Work order:
Please reproduce the part of the article on bovine tuberculosis in Alberta cattle between "Lowe added the" and "animals, be destroyed.", inclusive, substituting "culled" for "destroyed".

Document section:
□ □ □
Some Alberta cattle producers are still learning the fate of their herds after a cow from Alberta was found with bovine tuberculosis. It was discovered back in September, after the cow was shipped to a plant in the United States.
The animal came from the Jenner area – about 250 kilometres east of Calgary – where about 30 cattle operations have been put under quarantine.
Bob Lowe, the chairman of the Alberta Beef Producers, said there has only been one confirmed case, which was the cow shipped to the U.S.
Lowe added the original herd, known as the index herd, consisted of about 350 cows, 60 bulls and this year’s calf crop.
He said the Canadian Food Inspection Agency has ordered all those animals, plus additional animals, be destroyed.
“What happened on Saturday was another herd that has been quarantined, CFIA has told him his herd will be destroyed just like the index herd.”
Lowe also said any producers who have to euthanize animals will be compensated.
“The big problem is these people that are under quarantine, but they can’t move their calves. The extra feed, that sort of stuff is not compensated for. We are 25 cents less on the market than when a lot of these calves were sold. They can’t sell their calves and they’ve got no money to buy feed. That’s the biggest stressor right there.”
Lowe said he is confident this is not a trade issue nor a major concern for the industry as a whole, but it is devastating to those producers directly connected.
Bovine tuberculosis is a chronic contagious bacterial disease.
According to Dr. Ryan Moore with Ranch Docs, the disease is rare in Canada and he personally has never seen a positive bovine tuberculosis case.
“It has the potential to transmit from wildlife to cattle to humans, so that is where our concern comes from.
“The bacteria causes infections that can be devastating and kill the animal rapidly or it can just smoulder or remain dormant for long periods of time. It is very difficult to detect.”
Moore said the only way to get rid of bovine tuberculosis in cattle is to euthanize them. He also added symptoms can vary, with animals showing no signs at all to much more obvious ones.
“They can develop pulmonary lesions and have trouble breathing,” he said. “They can cough and have discharge from there nasal passages, be ill and have a fever and not eat.”
He also added other animals can contract the disease like horses, goats and dogs but it’s much less likely. It’s more common in wildlife like elk or deer.
The disease is spread through nose-to-nose contact when respiratory droplets are inhaled.
□ □ □
Study material:

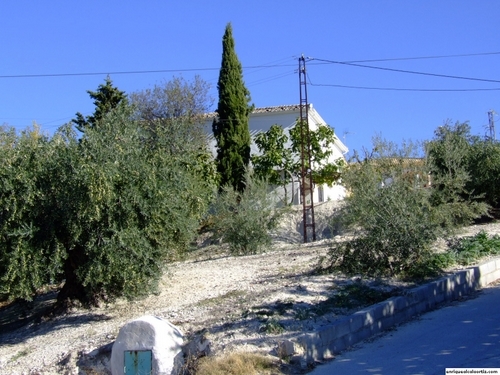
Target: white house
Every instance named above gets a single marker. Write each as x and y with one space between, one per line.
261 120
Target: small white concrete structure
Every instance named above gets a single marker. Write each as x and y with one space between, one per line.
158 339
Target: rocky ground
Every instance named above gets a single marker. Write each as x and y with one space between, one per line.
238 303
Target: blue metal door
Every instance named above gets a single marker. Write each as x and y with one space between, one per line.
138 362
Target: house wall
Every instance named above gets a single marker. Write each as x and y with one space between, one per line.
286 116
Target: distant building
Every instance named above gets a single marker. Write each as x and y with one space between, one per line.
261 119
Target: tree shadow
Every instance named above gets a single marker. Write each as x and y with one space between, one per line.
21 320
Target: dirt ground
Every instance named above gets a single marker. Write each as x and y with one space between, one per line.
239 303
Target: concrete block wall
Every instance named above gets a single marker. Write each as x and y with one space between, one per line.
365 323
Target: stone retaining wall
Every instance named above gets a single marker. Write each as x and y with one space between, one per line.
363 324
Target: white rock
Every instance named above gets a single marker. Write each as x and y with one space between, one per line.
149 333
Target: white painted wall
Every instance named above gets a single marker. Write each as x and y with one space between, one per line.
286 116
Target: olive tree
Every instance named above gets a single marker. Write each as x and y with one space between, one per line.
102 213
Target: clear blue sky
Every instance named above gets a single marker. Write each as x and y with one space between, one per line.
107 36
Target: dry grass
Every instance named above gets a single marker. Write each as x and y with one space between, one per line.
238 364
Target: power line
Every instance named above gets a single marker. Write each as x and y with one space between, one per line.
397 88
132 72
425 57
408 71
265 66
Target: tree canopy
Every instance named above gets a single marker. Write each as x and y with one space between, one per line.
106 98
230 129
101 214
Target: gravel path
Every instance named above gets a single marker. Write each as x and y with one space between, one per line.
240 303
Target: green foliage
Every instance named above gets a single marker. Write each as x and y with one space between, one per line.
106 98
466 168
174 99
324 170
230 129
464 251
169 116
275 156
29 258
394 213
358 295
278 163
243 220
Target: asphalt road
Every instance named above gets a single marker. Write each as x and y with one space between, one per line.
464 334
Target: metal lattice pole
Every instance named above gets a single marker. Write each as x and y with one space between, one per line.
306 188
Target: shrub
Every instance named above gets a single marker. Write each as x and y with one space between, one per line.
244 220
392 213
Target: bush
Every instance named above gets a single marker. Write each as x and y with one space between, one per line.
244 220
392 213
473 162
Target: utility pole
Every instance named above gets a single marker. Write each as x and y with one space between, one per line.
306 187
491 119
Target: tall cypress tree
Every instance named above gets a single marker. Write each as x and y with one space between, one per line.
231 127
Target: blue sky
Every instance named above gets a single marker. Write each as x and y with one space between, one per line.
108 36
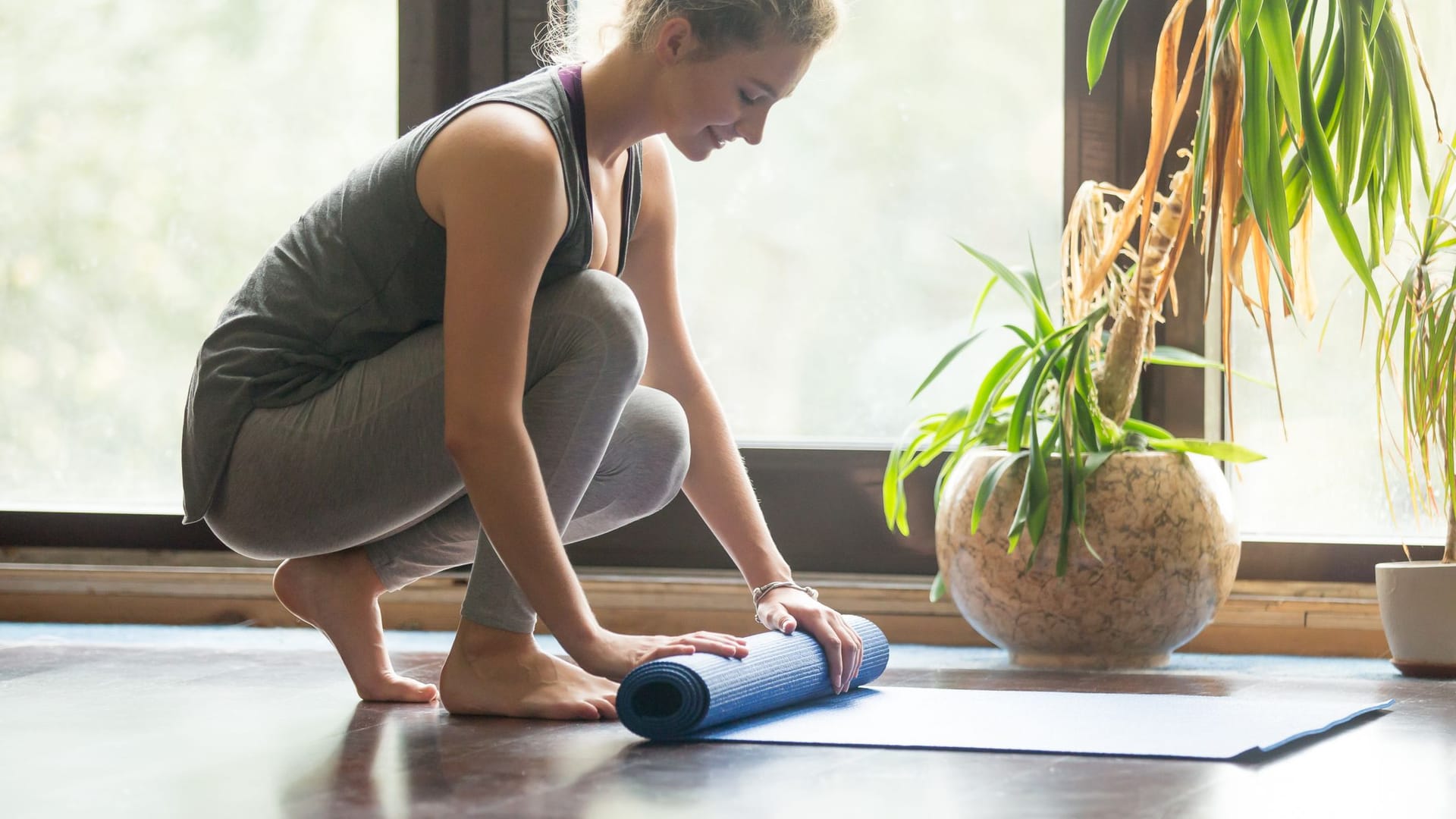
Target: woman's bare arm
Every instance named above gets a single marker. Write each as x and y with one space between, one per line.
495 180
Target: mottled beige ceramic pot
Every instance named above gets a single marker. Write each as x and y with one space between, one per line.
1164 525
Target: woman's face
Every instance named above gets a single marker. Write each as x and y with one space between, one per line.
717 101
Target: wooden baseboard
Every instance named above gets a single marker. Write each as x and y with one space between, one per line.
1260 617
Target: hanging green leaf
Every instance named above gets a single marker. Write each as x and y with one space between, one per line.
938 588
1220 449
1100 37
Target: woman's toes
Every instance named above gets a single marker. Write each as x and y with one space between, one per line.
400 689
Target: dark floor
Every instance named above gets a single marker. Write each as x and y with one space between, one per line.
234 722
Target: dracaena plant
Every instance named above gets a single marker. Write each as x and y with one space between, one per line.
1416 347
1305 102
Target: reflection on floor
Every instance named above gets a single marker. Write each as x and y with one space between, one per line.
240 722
□ □ □
Task solution:
Lowe added the original herd, known as the index herd, consisted of about 350 cows, 60 bulls and this year’s calf crop.
He said the Canadian Food Inspection Agency has ordered all those animals, plus additional animals, be culled.